# PROBLEMS TO WORK ON:
1. From the Synapse best practices page below, write out the passage starting at "Synapse-Specific Best Practices¶" and ending at "and integration pipelines.".
2. In the Synapse best practices page below, which distribution is recommended for small dimension tables under 2 GB?
3. Translate this sentence from the Synapse best practices page below into Spanish: "Partition large tables by date for performance and manageability"

Synapse-Specific Best Practices¶
🔷 Synapse Excellence Framework Complete best practices covering dedicated SQL pools, serverless SQL pools, Spark pools, and integration pipelines.
📋 Table of Contents¶
- Dedicated SQL Pools
- Serverless SQL Pools
- Spark Pools
- Integration Pipelines
- Workspace Management
- Implementation Checklist
Dedicated SQL Pools¶
Table Design Best Practices¶
Distribution Strategy Selection¶
-- Decision tree for distribution strategy
-- 1. Large fact tables (> 2 GB): HASH distribution
CREATE TABLE FactSales (
SaleKey BIGINT NOT NULL,
DateKey INT NOT NULL,
CustomerKey INT NOT NULL,
ProductKey INT NOT NULL,
SalesAmount DECIMAL(18,2)
)
WITH (
DISTRIBUTION = HASH(CustomerKey), -- Frequently joined column
CLUSTERED COLUMNSTORE INDEX
);
-- 2. Small dimension tables (< 2 GB): REPLICATE
CREATE TABLE DimDate (
DateKey INT NOT NULL,
Date DATE NOT NULL,
Year INT,
Quarter INT,
Month INT,
DayOfWeek INT
)
WITH (
DISTRIBUTION = REPLICATE,
CLUSTERED COLUMNSTORE INDEX
);
-- 3. Staging/ETL tables: ROUND_ROBIN with HEAP
CREATE TABLE StagingSales (
SaleID BIGINT,
CustomerID INT,
SaleDate DATE,
Amount DECIMAL(18,2)
)
WITH (
DISTRIBUTION = ROUND_ROBIN,
HEAP
);
Partitioning Guidelines¶
-- Partition large tables by date for performance and manageability
CREATE TABLE FactSales (
SaleKey BIGINT NOT NULL,
SaleDate DATE NOT NULL,
CustomerKey INT,
SalesAmount DECIMAL(18,2)

# RECORD SET:
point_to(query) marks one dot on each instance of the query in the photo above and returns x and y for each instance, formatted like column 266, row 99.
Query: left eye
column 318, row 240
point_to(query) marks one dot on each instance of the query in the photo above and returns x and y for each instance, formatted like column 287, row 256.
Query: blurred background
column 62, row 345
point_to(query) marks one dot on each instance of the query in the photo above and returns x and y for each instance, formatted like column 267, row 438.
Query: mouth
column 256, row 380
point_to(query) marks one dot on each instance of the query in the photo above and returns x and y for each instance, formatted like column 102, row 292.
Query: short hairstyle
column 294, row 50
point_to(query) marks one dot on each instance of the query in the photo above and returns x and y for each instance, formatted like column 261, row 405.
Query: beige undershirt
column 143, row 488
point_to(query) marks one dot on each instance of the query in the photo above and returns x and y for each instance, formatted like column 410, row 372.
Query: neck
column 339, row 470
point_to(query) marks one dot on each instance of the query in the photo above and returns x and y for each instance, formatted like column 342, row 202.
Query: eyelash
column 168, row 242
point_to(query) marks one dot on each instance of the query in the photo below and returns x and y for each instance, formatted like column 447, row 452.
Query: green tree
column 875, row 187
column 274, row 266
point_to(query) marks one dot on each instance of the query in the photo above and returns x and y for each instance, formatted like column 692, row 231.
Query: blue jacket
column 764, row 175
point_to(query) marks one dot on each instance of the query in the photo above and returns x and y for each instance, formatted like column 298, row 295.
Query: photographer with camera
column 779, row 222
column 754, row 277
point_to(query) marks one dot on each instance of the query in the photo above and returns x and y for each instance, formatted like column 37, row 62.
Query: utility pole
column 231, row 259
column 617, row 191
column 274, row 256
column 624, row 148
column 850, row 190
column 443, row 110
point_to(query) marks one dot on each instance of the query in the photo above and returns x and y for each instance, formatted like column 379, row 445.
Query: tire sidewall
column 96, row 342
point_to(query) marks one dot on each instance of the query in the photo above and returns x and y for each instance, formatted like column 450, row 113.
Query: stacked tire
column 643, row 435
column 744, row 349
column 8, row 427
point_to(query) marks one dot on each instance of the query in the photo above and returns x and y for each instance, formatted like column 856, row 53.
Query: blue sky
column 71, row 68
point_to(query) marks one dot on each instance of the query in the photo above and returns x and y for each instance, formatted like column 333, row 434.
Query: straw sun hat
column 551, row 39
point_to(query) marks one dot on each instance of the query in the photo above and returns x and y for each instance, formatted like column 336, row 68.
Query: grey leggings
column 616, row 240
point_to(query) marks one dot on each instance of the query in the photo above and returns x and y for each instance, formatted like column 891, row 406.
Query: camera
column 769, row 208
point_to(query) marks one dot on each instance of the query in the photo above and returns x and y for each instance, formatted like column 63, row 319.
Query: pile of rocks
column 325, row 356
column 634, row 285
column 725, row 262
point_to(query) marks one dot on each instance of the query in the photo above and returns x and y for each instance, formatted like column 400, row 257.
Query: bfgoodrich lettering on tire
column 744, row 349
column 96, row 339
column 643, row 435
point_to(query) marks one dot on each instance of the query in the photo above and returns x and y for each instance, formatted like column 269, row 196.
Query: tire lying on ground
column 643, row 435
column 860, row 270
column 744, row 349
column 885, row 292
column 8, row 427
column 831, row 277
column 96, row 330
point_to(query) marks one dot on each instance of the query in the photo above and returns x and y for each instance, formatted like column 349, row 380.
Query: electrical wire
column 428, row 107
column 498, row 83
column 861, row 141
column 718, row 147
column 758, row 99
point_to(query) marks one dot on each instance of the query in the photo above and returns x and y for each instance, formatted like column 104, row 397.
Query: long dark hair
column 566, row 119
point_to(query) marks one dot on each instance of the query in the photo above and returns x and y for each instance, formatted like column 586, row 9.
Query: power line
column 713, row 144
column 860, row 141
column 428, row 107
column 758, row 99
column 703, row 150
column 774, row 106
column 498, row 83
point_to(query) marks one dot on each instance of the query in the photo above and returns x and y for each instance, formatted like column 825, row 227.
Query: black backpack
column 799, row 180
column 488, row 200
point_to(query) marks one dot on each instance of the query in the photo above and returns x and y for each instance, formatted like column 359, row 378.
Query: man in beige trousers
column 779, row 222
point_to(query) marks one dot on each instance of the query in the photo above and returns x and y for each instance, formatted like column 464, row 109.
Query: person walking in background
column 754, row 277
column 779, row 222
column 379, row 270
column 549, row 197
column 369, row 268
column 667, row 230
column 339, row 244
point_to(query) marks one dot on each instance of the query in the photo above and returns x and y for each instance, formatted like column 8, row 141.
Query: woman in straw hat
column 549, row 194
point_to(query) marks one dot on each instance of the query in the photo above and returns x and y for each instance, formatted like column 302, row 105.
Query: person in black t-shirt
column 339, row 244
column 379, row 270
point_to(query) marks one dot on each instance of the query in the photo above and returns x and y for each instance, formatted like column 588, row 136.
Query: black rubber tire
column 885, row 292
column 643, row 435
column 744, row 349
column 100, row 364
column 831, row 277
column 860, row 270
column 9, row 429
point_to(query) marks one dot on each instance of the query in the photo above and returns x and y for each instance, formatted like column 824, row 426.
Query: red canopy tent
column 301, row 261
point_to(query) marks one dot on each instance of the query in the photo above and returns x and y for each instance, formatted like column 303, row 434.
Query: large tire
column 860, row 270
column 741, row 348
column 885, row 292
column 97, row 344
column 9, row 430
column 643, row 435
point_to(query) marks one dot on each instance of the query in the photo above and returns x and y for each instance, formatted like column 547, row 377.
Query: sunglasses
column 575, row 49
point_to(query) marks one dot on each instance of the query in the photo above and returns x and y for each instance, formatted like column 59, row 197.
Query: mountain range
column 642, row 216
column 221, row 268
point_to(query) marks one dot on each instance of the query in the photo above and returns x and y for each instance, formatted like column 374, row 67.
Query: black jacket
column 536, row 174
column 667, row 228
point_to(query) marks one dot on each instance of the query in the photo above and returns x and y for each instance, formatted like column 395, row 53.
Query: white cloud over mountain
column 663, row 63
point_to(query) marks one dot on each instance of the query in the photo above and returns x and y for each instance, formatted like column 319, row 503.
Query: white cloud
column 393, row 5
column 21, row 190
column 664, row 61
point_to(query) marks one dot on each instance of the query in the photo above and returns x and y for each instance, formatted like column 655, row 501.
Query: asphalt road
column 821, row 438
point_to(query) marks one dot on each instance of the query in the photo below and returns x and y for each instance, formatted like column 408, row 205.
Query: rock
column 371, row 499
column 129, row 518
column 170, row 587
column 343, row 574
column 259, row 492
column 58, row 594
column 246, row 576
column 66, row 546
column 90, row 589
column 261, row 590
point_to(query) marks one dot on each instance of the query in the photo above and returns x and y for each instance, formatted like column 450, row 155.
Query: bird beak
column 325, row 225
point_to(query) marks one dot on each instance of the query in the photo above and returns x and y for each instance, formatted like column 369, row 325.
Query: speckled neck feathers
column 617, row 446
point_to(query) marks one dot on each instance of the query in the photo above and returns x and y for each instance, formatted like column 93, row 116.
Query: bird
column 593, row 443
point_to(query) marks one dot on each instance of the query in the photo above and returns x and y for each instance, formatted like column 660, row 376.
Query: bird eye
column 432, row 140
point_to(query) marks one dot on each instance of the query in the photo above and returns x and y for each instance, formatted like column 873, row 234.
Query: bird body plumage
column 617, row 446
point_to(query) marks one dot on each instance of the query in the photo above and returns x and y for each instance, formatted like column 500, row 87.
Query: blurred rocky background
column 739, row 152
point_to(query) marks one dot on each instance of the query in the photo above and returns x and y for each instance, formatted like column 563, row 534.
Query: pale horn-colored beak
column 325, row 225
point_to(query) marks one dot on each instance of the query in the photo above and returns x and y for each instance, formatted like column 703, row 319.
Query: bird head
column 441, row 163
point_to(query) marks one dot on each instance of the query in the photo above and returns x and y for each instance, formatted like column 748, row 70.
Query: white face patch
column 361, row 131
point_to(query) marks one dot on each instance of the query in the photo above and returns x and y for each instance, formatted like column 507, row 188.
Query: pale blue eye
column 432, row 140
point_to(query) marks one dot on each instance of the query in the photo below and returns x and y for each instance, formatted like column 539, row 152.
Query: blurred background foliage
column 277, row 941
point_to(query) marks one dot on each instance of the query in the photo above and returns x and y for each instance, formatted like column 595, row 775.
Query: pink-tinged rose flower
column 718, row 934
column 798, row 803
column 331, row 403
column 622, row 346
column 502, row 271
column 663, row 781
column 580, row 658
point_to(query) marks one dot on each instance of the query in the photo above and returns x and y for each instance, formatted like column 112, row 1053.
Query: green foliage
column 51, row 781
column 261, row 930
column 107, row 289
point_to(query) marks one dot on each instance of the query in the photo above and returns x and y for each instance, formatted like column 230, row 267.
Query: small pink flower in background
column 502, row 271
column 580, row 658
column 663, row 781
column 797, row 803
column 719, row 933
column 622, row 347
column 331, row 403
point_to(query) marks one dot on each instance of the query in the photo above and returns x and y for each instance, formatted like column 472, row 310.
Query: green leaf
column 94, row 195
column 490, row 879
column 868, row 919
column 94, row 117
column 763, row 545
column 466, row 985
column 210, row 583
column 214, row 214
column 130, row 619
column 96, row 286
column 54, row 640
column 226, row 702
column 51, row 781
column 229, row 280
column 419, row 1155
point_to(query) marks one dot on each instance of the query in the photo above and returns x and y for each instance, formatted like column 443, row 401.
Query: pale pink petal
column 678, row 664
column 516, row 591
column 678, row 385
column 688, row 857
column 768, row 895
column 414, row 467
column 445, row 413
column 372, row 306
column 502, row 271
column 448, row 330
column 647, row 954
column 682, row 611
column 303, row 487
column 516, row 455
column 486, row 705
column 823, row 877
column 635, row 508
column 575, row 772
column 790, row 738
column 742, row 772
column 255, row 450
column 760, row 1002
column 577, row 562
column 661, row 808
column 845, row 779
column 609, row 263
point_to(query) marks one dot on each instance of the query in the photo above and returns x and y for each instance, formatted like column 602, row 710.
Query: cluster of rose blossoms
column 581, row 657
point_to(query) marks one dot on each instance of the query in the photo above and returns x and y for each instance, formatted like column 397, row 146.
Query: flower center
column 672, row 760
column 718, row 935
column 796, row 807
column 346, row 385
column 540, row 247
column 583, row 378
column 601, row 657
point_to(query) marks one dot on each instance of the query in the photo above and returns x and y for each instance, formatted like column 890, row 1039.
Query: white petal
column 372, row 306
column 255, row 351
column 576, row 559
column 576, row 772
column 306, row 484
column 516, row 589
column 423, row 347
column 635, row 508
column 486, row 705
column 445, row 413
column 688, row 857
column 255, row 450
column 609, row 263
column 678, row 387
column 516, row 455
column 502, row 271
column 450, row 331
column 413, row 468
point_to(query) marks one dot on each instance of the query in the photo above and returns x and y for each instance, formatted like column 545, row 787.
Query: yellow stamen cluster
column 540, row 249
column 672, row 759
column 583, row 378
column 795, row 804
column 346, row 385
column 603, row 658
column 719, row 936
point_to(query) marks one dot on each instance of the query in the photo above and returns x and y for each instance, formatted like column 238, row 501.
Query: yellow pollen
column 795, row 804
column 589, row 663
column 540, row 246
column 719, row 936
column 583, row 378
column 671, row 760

# TASK RESULTS:
1.
Synapse-Specific Best Practices¶
🔷 Synapse Excellence Framework Complete best practices covering dedicated SQL pools, serverless SQL pools, Spark pools, and integration pipelines.

2. REPLICATE distribution.

3. Particione las tablas grandes por fecha para mejorar el rendimiento y la facilidad de gestión.